> **STATED EXERCISE A**
From the text below on Dodge County's budget, list every dollar amount it gives.
> **STATED EXERCISE B**
According to the text below on Dodge County's budget, how many unfunded mandates and restrictions from the Walker Administration were there as of mid-July?

** Start of DOCUMENT SECTION **

In the last fiscal year, Dodge County had a proposed budget of $111,693,552, an 11.39% increase from 2013. A property tax rate of 5.6% is the average in Dodge County. But the main source of income for the Dodge County government, the property tax, brings in only $33,281,315. So, other taxes and revenue sources had to cover $78,412,237 of appropriations in the county. The reason for such an imbalance is unfunded mandates.
As of mid-July, there are 99 unfunded mandates and restrictions on how local counties can govern from the Walker Administration. Essentially, this means there are 99 instances in which Scott Walker is telling the county how to run itself and how to spend your money, without paying for it with the state’s taxpayer funds. This leads to budget imbalance and growing debt at the local level.
Phil Anderson: A Solution
Phil Anderson offers a different option. Running for governor in 2018, he is campaigning to increase local control. He stated in his platform, “Local municipalities, counties, and school boards ought to be as free as possible to pursue the priorities of their communities without interference from the State. State regulation ought to be limited to those things that only the State should do. All unfunded mandates should be eliminated.”
There is only one candidate that wants change the way Wisconsin runs so that local governments can run their own affairs. He is running to find local, common sense solutions for local problems, not statewide, bureaucratic decisions. In order to keep your money in your pocket and allow Dodge County, and all of Wisconsin. to spend less, vote Phil Anderson for Governor.

** End of DOCUMENT SECTION **
** Start of DATASET EXTRACT **

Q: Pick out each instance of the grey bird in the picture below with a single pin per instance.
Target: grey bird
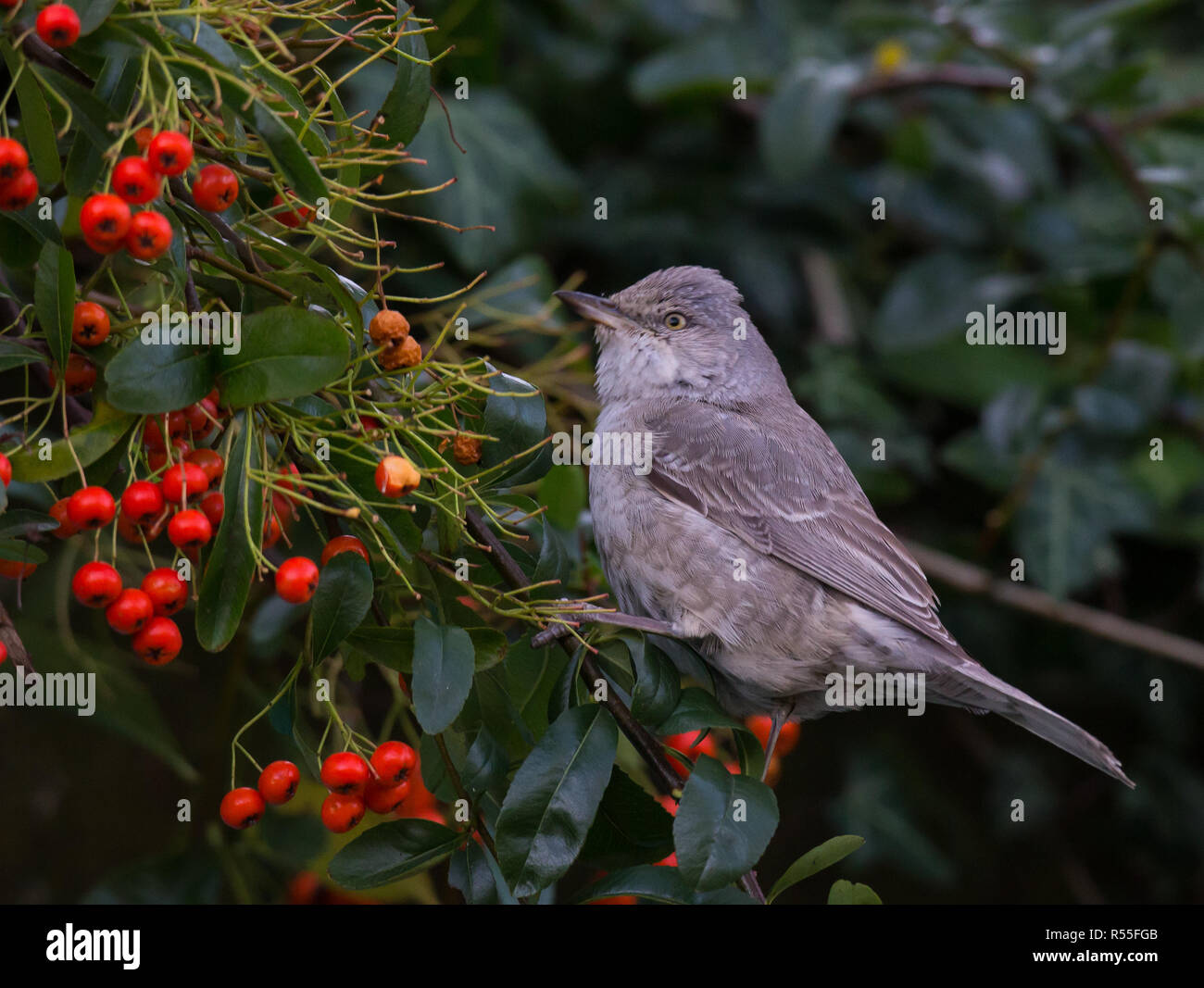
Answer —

** End of DATASET EXTRACT **

> **EXERCISE RESPONSE A**
$111,693,552
$33,281,315
$78,412,237

> **EXERCISE RESPONSE B**
There were 99.